## BEGIN

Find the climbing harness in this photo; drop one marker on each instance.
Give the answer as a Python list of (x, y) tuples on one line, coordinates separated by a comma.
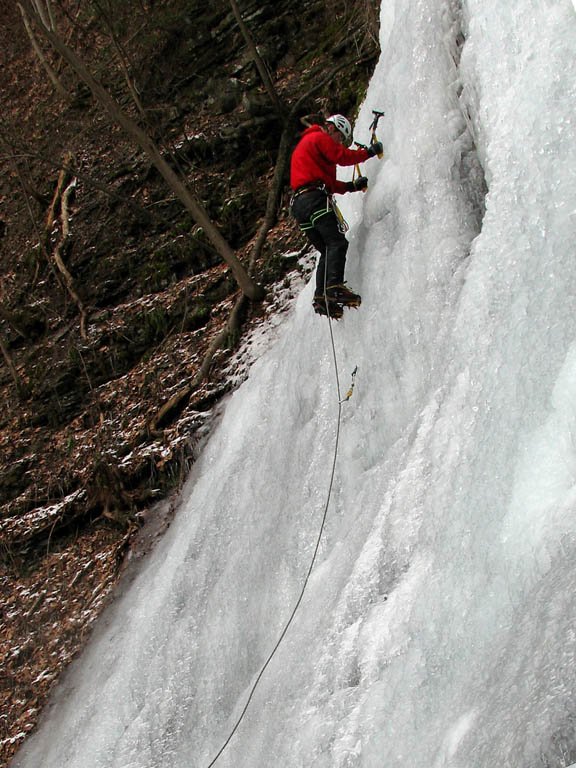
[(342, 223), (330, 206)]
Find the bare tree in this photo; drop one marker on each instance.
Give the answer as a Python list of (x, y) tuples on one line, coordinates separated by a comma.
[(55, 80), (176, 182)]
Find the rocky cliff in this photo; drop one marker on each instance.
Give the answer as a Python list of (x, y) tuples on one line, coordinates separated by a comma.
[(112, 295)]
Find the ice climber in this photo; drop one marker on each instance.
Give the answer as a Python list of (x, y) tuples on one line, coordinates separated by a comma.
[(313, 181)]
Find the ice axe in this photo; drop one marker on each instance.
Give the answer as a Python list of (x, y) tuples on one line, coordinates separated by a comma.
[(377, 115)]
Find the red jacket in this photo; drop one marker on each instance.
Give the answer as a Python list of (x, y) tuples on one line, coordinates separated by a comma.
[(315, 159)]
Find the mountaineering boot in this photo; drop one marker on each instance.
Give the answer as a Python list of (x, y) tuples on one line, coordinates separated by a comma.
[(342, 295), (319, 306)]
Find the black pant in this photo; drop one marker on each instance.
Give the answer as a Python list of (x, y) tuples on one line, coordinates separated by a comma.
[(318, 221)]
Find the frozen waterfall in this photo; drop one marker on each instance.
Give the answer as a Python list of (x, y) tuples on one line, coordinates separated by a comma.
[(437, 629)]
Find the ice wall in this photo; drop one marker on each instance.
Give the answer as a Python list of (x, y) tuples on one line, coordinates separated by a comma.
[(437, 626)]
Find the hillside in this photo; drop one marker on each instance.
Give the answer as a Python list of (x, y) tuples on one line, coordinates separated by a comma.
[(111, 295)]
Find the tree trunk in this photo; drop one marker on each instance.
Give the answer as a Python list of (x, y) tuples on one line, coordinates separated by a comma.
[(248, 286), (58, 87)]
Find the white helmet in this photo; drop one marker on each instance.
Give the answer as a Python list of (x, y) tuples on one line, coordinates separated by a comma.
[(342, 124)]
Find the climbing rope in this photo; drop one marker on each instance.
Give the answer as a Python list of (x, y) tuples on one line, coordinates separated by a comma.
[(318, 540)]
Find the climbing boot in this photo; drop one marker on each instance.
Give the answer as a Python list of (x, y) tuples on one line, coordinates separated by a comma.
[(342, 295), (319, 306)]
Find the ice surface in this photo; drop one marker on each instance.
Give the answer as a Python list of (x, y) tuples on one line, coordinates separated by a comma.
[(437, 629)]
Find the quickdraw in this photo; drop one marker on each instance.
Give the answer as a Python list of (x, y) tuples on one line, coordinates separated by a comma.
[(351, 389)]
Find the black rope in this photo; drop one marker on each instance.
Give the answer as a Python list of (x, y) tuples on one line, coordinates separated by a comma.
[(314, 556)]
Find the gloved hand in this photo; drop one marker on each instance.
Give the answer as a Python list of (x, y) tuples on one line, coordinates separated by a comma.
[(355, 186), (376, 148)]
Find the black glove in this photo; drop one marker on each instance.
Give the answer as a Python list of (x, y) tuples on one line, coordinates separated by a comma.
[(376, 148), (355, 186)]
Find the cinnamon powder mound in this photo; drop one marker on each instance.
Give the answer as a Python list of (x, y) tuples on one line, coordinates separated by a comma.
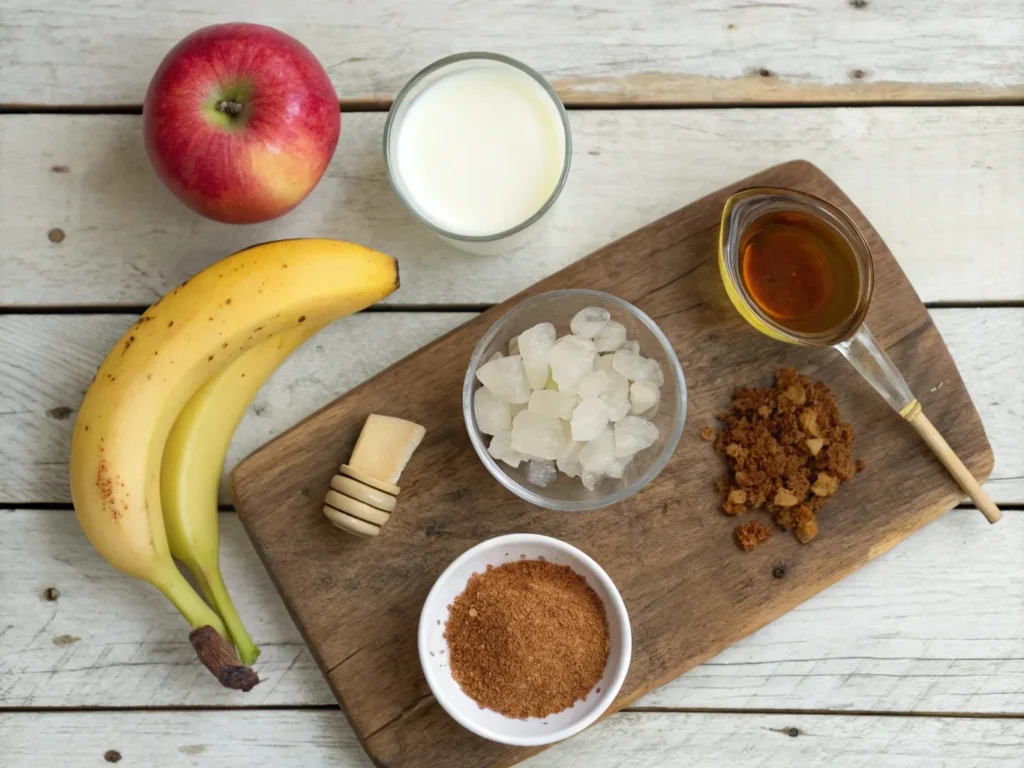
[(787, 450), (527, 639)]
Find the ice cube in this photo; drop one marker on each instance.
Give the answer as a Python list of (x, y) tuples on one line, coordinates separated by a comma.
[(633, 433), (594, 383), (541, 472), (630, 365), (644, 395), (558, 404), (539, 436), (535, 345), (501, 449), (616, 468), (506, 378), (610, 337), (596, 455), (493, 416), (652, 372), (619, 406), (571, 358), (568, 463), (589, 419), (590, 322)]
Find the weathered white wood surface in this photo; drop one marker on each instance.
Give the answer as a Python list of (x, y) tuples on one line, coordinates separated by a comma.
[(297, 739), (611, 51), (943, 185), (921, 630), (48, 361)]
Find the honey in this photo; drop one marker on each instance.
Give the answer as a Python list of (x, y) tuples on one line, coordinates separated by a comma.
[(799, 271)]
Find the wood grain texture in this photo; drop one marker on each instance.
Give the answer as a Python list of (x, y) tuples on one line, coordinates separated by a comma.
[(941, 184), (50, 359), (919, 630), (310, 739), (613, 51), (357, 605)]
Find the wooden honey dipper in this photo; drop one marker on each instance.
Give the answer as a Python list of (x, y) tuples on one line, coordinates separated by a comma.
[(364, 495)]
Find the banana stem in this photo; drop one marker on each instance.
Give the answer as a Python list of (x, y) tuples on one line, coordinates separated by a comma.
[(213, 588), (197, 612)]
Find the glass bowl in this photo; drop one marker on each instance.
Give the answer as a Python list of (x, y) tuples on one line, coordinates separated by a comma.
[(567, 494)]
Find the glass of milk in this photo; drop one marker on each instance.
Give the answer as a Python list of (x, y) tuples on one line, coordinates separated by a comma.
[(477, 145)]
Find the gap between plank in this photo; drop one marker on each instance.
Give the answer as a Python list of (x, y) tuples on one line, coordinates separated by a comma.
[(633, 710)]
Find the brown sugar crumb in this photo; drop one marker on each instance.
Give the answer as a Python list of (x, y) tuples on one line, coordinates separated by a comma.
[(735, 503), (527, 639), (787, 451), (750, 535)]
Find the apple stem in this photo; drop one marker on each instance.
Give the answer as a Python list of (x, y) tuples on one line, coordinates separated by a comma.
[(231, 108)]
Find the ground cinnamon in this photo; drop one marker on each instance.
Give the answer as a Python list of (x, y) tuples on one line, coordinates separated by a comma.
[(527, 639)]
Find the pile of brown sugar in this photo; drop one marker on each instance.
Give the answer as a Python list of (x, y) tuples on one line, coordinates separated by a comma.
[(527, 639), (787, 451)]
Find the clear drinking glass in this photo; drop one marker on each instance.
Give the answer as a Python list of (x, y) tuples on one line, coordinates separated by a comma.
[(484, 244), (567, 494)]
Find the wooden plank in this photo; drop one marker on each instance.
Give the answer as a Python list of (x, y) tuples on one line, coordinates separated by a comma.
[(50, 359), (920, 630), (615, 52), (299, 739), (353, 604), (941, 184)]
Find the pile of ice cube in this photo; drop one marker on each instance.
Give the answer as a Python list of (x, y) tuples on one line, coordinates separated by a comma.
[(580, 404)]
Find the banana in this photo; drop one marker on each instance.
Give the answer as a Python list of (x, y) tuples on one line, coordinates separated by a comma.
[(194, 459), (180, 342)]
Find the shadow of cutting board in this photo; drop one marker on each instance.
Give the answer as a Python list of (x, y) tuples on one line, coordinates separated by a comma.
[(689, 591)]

## END

Repeat all of the entries word for word, but omit the pictures.

TASK OUTPUT:
Find the climbing harness in this photo; drop one marker on each instance.
Give the answer as a Python list of (x, y) tuples on one line, coordinates separated by a comma.
[(342, 223), (330, 206)]
Find the bare tree in this photo; drop one marker on each instance.
Give the answer as a Python list of (x, y) tuples on one line, coordinates separated by a comma.
[(55, 80), (176, 182)]
Find the rocky cliff in this photo; drop one marker on each instance.
Give the answer as a Python list of (x, y) tuples on one line, coordinates separated by a comma.
[(112, 295)]
Find the ice climber in this photo; drop one marker on each instance.
Give the answer as a Python list of (x, y) tuples on one line, coordinates separated by a comma.
[(313, 181)]
Find the ice axe in this photo; drop one marker on each instance.
Give the answer as a Python list of (x, y) tuples on one line, coordinates separated by a comma.
[(377, 115)]
Find the red jacket in this photo; drop one marker on each instance.
Give the answer as a Python list of (x, y) tuples on one line, coordinates separated by a comma.
[(315, 159)]
Find the mountaineering boot in this photo; drop one marker on each instance.
Give the answer as a Python list of (x, y) tuples on one line, coordinates separated by a comma.
[(342, 295), (319, 306)]
Find the black pant in this photo; drop one marker on each instance.
Give the answer as a Python list of (x, y) tuples on one line, coordinates separated by a comma.
[(318, 221)]
Find the frozen waterfall in this photo; drop one marker on each instance.
Give the answer as a Python list of (x, y) tuples on one line, coordinates separated by a comma.
[(437, 629)]
Find the ice wall in this photo; drop one marker on each instance.
Give the answer as a Python list of (x, y) tuples on one line, coordinates separated by a comma.
[(437, 626)]
Find the hillside in this photo; drop one marker on each instance.
Give the answer as a Python list of (x, y) tuples on one line, coordinates separated by a comma.
[(111, 295)]
Find the tree trunk in this photo; drop one marker on each instance.
Give the answer as a Python list of (x, y) tuples on one line, coordinates separated by a comma.
[(248, 286), (58, 87)]
Find the white helmet in this photo; drop one marker on each instance.
Give the answer as a Python list of (x, y) tuples on one line, coordinates separated by a comma.
[(342, 124)]
Find the climbing rope in this photo; drop one marker on each instance.
Give the answer as a Python list of (x, y) tuples on one line, coordinates separated by a comma.
[(318, 540)]
Find the climbing boot in this photo; drop one marker on each instance.
Give the answer as a Python list of (x, y) tuples on one line, coordinates separated by a comma.
[(342, 295), (319, 306)]
Find the ice surface in this photo; drop one marker on each instance.
Give the answer as a Python list of (x, y) tuples on one line, coordinates separated by a comma.
[(437, 629)]
Find the quickdraw in this photo; drop one marker on each instance.
Give the answer as a Python list of (x, y) tuples on one line, coordinates separated by a comma.
[(351, 389)]
Find the black rope in this photo; drop one marker on each instance.
Give the answer as a Python list of (x, y) tuples on one line, coordinates separated by a comma.
[(314, 556)]
Find the gloved hand in this photo; drop one marker on each instance.
Give the answer as a Python list of (x, y) tuples on one line, coordinates separated by a comma.
[(355, 186), (376, 148)]
Find the black glove in this photo; drop one marker on each instance.
Give the answer as a Python list of (x, y) tuples on one line, coordinates separated by a comma.
[(376, 148), (355, 186)]
Find the cinnamon powder mound in this photo; drop one marker on each instance.
Give the answer as a Python list of (x, y) tuples on one line, coordinates separated by a comma.
[(787, 450), (527, 639)]
Find the ice cube in this photo; drop one marker on each instance.
Give the answer as a Python list of (x, y) tuples on one line, coordinates separated by a comma.
[(633, 433), (594, 383), (541, 472), (630, 365), (644, 395), (558, 404), (539, 436), (535, 345), (501, 449), (616, 468), (506, 378), (610, 337), (596, 455), (493, 416), (652, 372), (619, 406), (571, 358), (568, 463), (589, 419), (590, 322)]
Find the weathered white wood surface in this photo; drop one marker on each instance.
Give the answer as a Python list of (x, y) tuples on one line, coordinates separated by a comma.
[(297, 739), (611, 51), (943, 185), (921, 630), (48, 361)]
Find the honey in this photo; drop one marker on each instance.
Give the answer as a Python list of (x, y) tuples on one line, coordinates separated by a comma.
[(799, 271)]
Find the wood grain texture in this photo; drop one marker on each instance.
Give the answer as a Python list of (x, y) tuples on one line, coordinates separated by a comma.
[(941, 184), (50, 359), (919, 630), (310, 739), (613, 51), (357, 605)]
Find the wooden honey dipper in this photo; drop one marker on each instance.
Give the answer as a Python list of (x, y) tuples on one line, coordinates separated by a comma.
[(364, 495)]
Find the banana stem in this photo; drop one marker on each instance.
Give the answer as a Python list of (x, y) tuples on one line, coordinates separated by a comma.
[(213, 588), (197, 612)]
Find the glass bowl in this photo; drop one marker on each instance.
Give the answer as a Python list of (x, y) tuples on one line, coordinates separated by a comma.
[(567, 494)]
Find the glass of milk in this photo; drop one marker on each instance.
Give the answer as a Python list of (x, y) tuples on one line, coordinates separated by a comma.
[(477, 145)]
Find the gap between plank in this photo; drop one marker on each instance.
Give the answer as a Python list of (x, y) tuples on one line, coordinates separated by a comma.
[(633, 710)]
Find the brown sugar crumb in this photo; drop one marker on each instance.
Give the answer as a Python list of (x, y) tuples on one line, coordinates separated by a comma.
[(735, 503), (527, 639), (787, 451), (750, 535)]
Find the apple stem in this photo; drop one marker on each instance.
Give the answer as a Python list of (x, y) tuples on one line, coordinates separated by a comma.
[(231, 108)]
Find the ground cinnamon in this photo; drop one marker on each instance.
Give the answer as a Python list of (x, y) tuples on one line, coordinates separated by a comma.
[(527, 639)]
Find the pile of brown sugar in this photo; drop one marker on each instance.
Give the answer as a Python list of (x, y) tuples on one line, coordinates separated by a comma.
[(527, 639), (787, 451)]
Find the clear drinking glass in this photo; drop one marker on each instance.
Give the answer as a Python list of (x, y) tuples on one line, coordinates separated by a comma.
[(484, 244), (567, 494)]
Find the wooden plank in this photo; drop one marker on each instance.
Give the answer as a Python list of (x, y) tuples on one line, coordinates separated by a comma.
[(50, 359), (920, 630), (615, 52), (299, 739), (353, 604), (941, 184)]
Find the pile of ice cube in this photo; drop one marker on each instance.
Give the answer as a Python list of (x, y) tuples on one line, coordinates separated by a comma.
[(580, 404)]
Find the banana in this photo; drop one marker on each instance.
Give the answer as a Python list of (x, y) tuples on one line, coordinates separated by a comma.
[(194, 459), (180, 342)]
Find the shadow of cutting board in this photo; drop one marker on each instance.
Give the answer as a Python list of (x, y) tuples on one line, coordinates separated by a comma.
[(689, 591)]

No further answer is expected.